__Tarefas a cumprir__:
(1) Segundo o texto sobre a evasão escolar na pandemia, quantos alunos da rede estadual de Minas Gerais foram localizados e levados de volta às atividades escolares este ano?
(2) Escreva a continuação do texto sobre a evasão escolar na pandemia a partir da última frase apresentada.

__Texto para leitura__:
──────

56% das desistências após março de 2020

 

Pesquisa recente do Conselho Nacional da Juventude (Conjuve), “Juventudes e a pandemia do coronavírus”, revelou que quase metade dos jovens de 15 a 29 anos (43%) não estão estudando em 2021 e, entre os que abandonaram, 56% o fizeram depois de março de 2020. Mas um dado crucial dificulta saber ao certo a medida da evasão: muitos ainda estão com a matrícula ativa. Na rede estadual de Minas Gerais, a tentativa de reverter o problema passa por busca ativa de estudantes infrequentes ou em vias de abandono. A Secretaria de Estado de Educação informa o retorno de mais de 30 mil alunos ano passado, o dobro do ano anterior, quando a campanha começou. Este ano, cerca de 44 mil alunos foram localizados e levados de volta às atividades escolares.

──────

__Material de consulta__:
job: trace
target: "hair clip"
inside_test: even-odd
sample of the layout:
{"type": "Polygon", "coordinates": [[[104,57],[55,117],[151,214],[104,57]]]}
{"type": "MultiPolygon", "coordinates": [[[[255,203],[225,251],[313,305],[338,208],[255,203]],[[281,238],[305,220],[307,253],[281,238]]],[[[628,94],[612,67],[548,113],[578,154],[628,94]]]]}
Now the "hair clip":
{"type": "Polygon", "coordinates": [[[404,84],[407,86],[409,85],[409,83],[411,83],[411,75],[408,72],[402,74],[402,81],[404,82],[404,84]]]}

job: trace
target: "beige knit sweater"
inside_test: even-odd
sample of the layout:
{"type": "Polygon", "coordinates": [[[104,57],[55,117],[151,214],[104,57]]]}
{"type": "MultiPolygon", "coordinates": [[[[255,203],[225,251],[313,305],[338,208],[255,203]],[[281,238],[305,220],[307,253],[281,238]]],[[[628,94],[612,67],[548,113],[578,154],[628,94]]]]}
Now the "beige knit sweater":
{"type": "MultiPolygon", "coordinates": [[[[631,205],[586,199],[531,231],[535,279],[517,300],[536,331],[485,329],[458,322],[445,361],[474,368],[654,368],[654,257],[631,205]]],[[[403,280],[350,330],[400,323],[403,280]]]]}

──────

__Resultados do exercício__:
(1) Cerca de 44 mil alunos.

(2)
Se pesquisas anunciam um drama, o cotidiano de alguns educadores já sente a realidade. É o caso da professora Ailsa Alves, de 42 anos, que dá aulas nos ensinos infantil e fundamental. Em contato com ex-alunos, hoje adolescentes, ela se diz perplexa com a falta de perspectiva: 80% deles relataram que não voltarão à escola no pós-pandemia. “Abandonaram o ensino médio e já estão trabalhando. Não querem mais saber”. 

 

FORA DA SALA O jovem Mateus Moreira Fagundes, de 19, morador do Bairro Santa Mônica, na Região de Venda Nova, em Belo Horizonte, não cancelou sua matrícula, mas não sabe se ainda está no cadastro do colégio. Aluno do 3º ano do ensino médio, abandonou os estudos em março do ano passado. Depois de reprovado pela primeira vez em 2019, contava recuperar os rumos do aprendizado em 2020. “Ninguém imaginava a pandemia. Eu nunca tive internet em casa, o que já dificultava tudo, e em dado momento cheguei à conclusão de que ou estudava ou passava fome. Tive que procurar um serviço”, relata. 

 

Mateus está empegado numa fábrica de produção de copos e canecas personalizados, e diz que ganha o dobro do salário de quando era jovem aprendiz. “Não tenho paciência. Mal aprendo na sala, sabia que seria muito difícil sozinho em casa. Acabei desistindo”, diz. Mas ele garante que não vai parar os estudos e diz que pretende voltar à sala de aula quando as escolas retomarem as atividades presenciais completamente. “Não quero estragar minha vida. Quero me formar e atuar na área de segurança.”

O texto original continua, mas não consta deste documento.